**Extracted text**
--------------------------------
Title: Re: Bat or VBS file to count a specific word in multiple word docs
Post by: billrich on October 09, 2009, 09:51:31 PM
VBS will replace all Batch.  Too bad I'm not bright enough to use it.

Such Great solutions.  VBS will also replace "C" , "C++"  and all of Unix and shell programming.

The Computer Hope Crew is on the leading Edge.
Title: Re: Bat or VBS file to count a specific word in multiple word docs
Post by: billrich on October 09, 2009, 10:09:15 PM
Great job by the Computer Hope Crew.
Title: Re: Bat or VBS file to count a specific word in multiple word docs
Post by: gh0std0g74 on October 09, 2009, 11:19:25 PM

C:\>Where is the OutPut?  I can get No Output from BC or Ghost.

the error its pretty obvious. you have a corrupt word file. use the attachment i given

Quote
How do we know the VBS  code countwords works?
isn't that trivial. Create a new word document. Type in sample text with words you want to search. Save as a word doc file. Execute the script and if the count is correct, that means it works.

my output
Code: [Select]
C:\test>cscript /nologo test.vbs
0 C:\test\test\test2.doc
5 C:\test\test.doc
0 C:\test\test1.doc



[Saving space, attachment deleted by admin]
Title: Re: Bat or VBS file to count a specific word in multiple word docs
Post by: BC_Programmer on October 10, 2009, 01:58:34 PM
Dude, if you are going to provide him your solutions in full , go ahead. Depending on my mood, I am not obliged to solve everything for OP.

If i really want to nitpick about your code, i would do that, but i will not. for example, Input argument checking, input file format ambiguity, therefore, would you just give it a rest...
--------------------------------
**Listing**
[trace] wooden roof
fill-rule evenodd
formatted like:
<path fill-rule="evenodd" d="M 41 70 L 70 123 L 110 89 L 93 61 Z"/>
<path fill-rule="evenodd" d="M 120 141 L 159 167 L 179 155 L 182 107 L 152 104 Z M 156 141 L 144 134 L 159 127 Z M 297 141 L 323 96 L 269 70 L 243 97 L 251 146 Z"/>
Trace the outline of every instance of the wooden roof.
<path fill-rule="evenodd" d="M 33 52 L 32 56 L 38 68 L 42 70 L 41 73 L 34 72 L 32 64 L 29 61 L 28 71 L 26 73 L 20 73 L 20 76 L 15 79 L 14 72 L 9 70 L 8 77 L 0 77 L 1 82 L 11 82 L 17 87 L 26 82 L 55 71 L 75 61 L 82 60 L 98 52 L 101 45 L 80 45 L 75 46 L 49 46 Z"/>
--------------------------------
**Request A**
Give every Word document path that appears in the script output shown in the forum thread.
**Request B**
Continue the forum thread on counting a word across Word documents from its last sentence.
The listing has no connection to the forum thread.

**Exercise answer A**
C:\test\test\test2.doc
C:\test\test.doc
C:\test\test1.doc

**Exercise answer B**
To sum it up.

Billrich. you are not a programmer. That in and of itself is not a problem- I am not a programmer by profession either- but I have actually read "real" programming books, including the language reference for a number of programming languages as well as their corresponding programmers guides, and I'm sure ghostdog has read a few as well. Not to mention Code Complete(bloody fine book), either. I wrote a complete replacement for the very same FileSystemObjects we are using here, that adds far too many features too count. Shall I present the code for that so you may point out if I should be calling CloseHandle() somewhere I forgot? Or will you actually understand that the class based implementation will call CloseHandle() in the Terminate Event. Or more precisely, do you understand events? Probably not.... but you know what? That's fine- Your Learning VBScript. This is good. It's good to ask questions about code. But to make declarations that the program doesn't work when the error message is quite plain is nothing short of plain ol' silly.

Was it a text file? come on, admit it. it was a text file you renamed to doc. it's ok. Have some pie. Not all of it, I want some.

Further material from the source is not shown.